▶ **PROBLEM TO WORK ON**
Please write out the complete listing that follows, exactly as it reads.
----- DATASET ROWS -----
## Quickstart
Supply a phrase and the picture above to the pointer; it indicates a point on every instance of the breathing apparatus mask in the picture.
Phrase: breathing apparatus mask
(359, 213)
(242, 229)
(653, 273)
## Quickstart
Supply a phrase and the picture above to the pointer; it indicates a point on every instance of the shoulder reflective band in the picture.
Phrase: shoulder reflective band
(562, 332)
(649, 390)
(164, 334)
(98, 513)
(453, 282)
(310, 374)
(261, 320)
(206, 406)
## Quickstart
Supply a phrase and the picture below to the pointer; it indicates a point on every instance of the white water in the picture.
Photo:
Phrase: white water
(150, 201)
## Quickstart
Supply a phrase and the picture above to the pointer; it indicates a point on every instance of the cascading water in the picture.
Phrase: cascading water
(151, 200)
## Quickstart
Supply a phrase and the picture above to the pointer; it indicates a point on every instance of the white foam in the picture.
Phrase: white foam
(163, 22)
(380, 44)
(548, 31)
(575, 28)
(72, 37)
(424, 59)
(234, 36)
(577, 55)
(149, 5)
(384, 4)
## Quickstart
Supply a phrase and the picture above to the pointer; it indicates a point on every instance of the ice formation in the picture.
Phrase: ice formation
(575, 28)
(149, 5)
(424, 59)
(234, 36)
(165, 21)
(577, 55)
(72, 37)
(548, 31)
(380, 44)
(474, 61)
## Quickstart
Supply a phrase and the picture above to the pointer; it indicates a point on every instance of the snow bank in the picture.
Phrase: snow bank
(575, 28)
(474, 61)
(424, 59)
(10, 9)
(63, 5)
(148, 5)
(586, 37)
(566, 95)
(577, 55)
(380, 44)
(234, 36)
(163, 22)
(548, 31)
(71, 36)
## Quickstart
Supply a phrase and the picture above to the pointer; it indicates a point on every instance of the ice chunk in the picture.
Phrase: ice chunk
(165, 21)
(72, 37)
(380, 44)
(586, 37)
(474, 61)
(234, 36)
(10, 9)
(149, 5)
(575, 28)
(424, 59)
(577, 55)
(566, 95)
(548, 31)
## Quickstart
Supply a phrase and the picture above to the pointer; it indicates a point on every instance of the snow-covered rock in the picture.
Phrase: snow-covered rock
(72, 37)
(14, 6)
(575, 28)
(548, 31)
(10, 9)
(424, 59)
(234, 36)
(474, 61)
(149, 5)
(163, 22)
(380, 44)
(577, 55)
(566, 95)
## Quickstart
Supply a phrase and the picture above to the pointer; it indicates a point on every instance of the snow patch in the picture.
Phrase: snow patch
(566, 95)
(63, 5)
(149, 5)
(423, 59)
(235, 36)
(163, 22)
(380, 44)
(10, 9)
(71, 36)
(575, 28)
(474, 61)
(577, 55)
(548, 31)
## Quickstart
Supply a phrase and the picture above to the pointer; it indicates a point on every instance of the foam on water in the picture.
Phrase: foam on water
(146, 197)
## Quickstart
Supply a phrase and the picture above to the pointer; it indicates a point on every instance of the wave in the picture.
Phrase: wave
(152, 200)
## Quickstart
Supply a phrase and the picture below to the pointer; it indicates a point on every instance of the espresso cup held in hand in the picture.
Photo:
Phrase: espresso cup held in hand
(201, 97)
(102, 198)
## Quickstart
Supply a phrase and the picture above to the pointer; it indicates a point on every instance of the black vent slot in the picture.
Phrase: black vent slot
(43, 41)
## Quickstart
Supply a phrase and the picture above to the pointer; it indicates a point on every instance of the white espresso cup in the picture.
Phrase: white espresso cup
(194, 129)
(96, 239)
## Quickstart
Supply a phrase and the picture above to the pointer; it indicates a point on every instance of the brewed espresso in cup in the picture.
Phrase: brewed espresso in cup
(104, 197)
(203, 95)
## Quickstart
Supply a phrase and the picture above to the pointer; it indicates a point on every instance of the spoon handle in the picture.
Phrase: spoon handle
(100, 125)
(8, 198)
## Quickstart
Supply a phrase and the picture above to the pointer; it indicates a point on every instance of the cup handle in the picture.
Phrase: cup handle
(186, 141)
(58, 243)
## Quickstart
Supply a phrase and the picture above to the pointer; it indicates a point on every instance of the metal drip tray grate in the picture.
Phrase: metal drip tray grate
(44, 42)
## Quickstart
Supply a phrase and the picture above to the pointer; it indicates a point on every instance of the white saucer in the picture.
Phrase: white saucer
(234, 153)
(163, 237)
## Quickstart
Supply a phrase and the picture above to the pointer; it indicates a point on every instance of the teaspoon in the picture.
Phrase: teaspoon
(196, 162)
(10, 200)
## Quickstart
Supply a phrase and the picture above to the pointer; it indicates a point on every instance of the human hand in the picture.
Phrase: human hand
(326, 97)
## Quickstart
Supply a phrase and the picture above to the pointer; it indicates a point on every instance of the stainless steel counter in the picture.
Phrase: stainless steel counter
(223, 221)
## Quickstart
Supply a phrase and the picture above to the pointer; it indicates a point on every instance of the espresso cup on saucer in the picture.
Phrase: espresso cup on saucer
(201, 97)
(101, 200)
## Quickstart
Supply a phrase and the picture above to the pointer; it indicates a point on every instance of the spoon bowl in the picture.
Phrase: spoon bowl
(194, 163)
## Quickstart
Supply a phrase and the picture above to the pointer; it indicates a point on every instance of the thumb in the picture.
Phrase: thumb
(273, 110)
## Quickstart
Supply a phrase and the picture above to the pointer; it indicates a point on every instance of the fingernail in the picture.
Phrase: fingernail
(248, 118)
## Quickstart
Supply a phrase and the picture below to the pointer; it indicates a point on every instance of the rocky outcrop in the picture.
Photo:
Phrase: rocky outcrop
-----
▶ **THE SOLUTION**
## Quickstart
Supply a phrase and the picture above to the pointer; it indicates a point on every instance of the breathing apparatus mask in the picture.
Phrase: breathing apparatus mask
(359, 213)
(242, 229)
(653, 273)
## Quickstart
Supply a phrase and the picture above to the pointer; it indicates a point on every instance of the shoulder reflective band in the picture.
Phrase: shoulder reflective band
(562, 332)
(649, 390)
(164, 334)
(98, 513)
(453, 282)
(310, 374)
(261, 320)
(206, 406)
## Quickstart
Supply a phrase and the picture below to the pointer; it indicates a point on every instance of the white water in the picture.
Photo:
Phrase: white water
(150, 201)
## Quickstart
Supply a phrase and the picture above to the pointer; it indicates a point on every instance of the cascading water in the picture.
Phrase: cascading water
(151, 200)
## Quickstart
Supply a phrase and the picture above to the pointer; it indicates a point on every instance of the white foam in the picture.
Phrase: white foam
(163, 22)
(380, 44)
(548, 31)
(575, 28)
(72, 37)
(424, 59)
(234, 36)
(577, 55)
(149, 5)
(384, 4)
## Quickstart
Supply a phrase and the picture above to the pointer; it indicates a point on every instance of the ice formation in the picture.
Phrase: ice formation
(575, 28)
(149, 5)
(424, 59)
(234, 36)
(165, 21)
(577, 55)
(72, 37)
(548, 31)
(380, 44)
(474, 61)
## Quickstart
Supply a phrase and the picture above to the pointer; it indicates a point on every instance of the snow bank in the picture.
Phrase: snow bank
(575, 28)
(474, 61)
(424, 59)
(10, 9)
(63, 5)
(148, 5)
(586, 37)
(566, 95)
(577, 55)
(380, 44)
(234, 36)
(163, 22)
(548, 31)
(71, 36)
## Quickstart
Supply a phrase and the picture above to the pointer; it indicates a point on every instance of the ice chunk in the picture.
Phrase: ice chunk
(165, 21)
(72, 37)
(380, 44)
(586, 37)
(474, 61)
(234, 36)
(10, 9)
(149, 5)
(575, 28)
(424, 59)
(577, 55)
(566, 95)
(548, 31)
## Quickstart
Supply a phrase and the picture above to the pointer; it indicates a point on every instance of the snow-covered rock in the picture.
Phrase: snow-covered rock
(72, 37)
(14, 6)
(575, 28)
(548, 31)
(10, 9)
(424, 59)
(234, 36)
(474, 61)
(149, 5)
(163, 22)
(380, 44)
(577, 55)
(566, 95)
## Quickstart
Supply a phrase and the picture above to the pointer; it indicates a point on every instance of the snow patch in the picture.
Phrase: snow patch
(566, 95)
(63, 5)
(149, 5)
(423, 59)
(235, 36)
(163, 22)
(380, 44)
(10, 9)
(71, 36)
(575, 28)
(474, 61)
(577, 55)
(548, 31)
## Quickstart
Supply a phrase and the picture above to the pointer; it indicates a point on every instance of the foam on water in the picture.
Phrase: foam on water
(146, 197)
## Quickstart
Supply a phrase and the picture above to the pointer; it indicates a point on every instance of the wave in the picture.
Phrase: wave
(152, 200)
## Quickstart
Supply a phrase and the picture below to the pointer; it indicates a point on every instance of the espresso cup held in hand in the picture.
Photo:
Phrase: espresso cup held in hand
(201, 97)
(102, 198)
## Quickstart
Supply a phrase and the picture above to the pointer; it indicates a point on every instance of the black vent slot in the picture.
Phrase: black vent slot
(43, 41)
## Quickstart
Supply a phrase and the picture above to the pointer; it indicates a point on every instance of the white espresso cup in the picture.
Phrase: white espresso cup
(194, 129)
(96, 239)
## Quickstart
Supply a phrase and the picture above to the pointer; it indicates a point on every instance of the brewed espresso in cup in the picture.
Phrase: brewed espresso in cup
(104, 197)
(203, 95)
## Quickstart
Supply a phrase and the picture above to the pointer; it indicates a point on every instance of the spoon handle in the picture.
Phrase: spoon handle
(100, 125)
(8, 198)
## Quickstart
Supply a phrase and the picture above to the pointer; it indicates a point on every instance of the cup handle in the picture.
Phrase: cup handle
(186, 141)
(58, 243)
## Quickstart
Supply a phrase and the picture above to the pointer; it indicates a point on every instance of the metal drip tray grate in the picture.
Phrase: metal drip tray grate
(44, 42)
## Quickstart
Supply a phrase and the picture above to the pointer; it indicates a point on every instance of the white saucer in the picture.
Phrase: white saucer
(234, 153)
(163, 237)
## Quickstart
Supply a phrase and the picture above to the pointer; it indicates a point on every instance of the teaspoon in the picture.
Phrase: teaspoon
(196, 162)
(10, 200)
## Quickstart
Supply a phrase and the picture above to the pointer; it indicates a point on every instance of the human hand in the picture.
Phrase: human hand
(326, 97)
## Quickstart
Supply a phrase and the picture above to the pointer; it indicates a point on every instance of the stainless steel counter in the picture.
Phrase: stainless steel counter
(223, 221)
## Quickstart
Supply a phrase and the picture above to the pointer; it indicates a point on every instance of the espresso cup on saucer in the picture.
Phrase: espresso cup on saucer
(201, 97)
(101, 200)
## Quickstart
Supply a phrase and the picture above to the pointer; it indicates a point on every instance of the spoon bowl in the picture.
Phrase: spoon bowl
(194, 163)
## Quickstart
Supply a phrase and the picture above to the pointer; it indicates a point on every instance of the thumb in the picture.
Phrase: thumb
(273, 110)
## Quickstart
Supply a phrase and the picture above to the pointer; it indicates a point on every instance of the fingernail in the picture.
Phrase: fingernail
(248, 118)
## Quickstart
Supply a phrase and the picture below to the pointer; it indicates a point on every instance of the rocky outcrop in the picture.
Photo:
Phrase: rocky outcrop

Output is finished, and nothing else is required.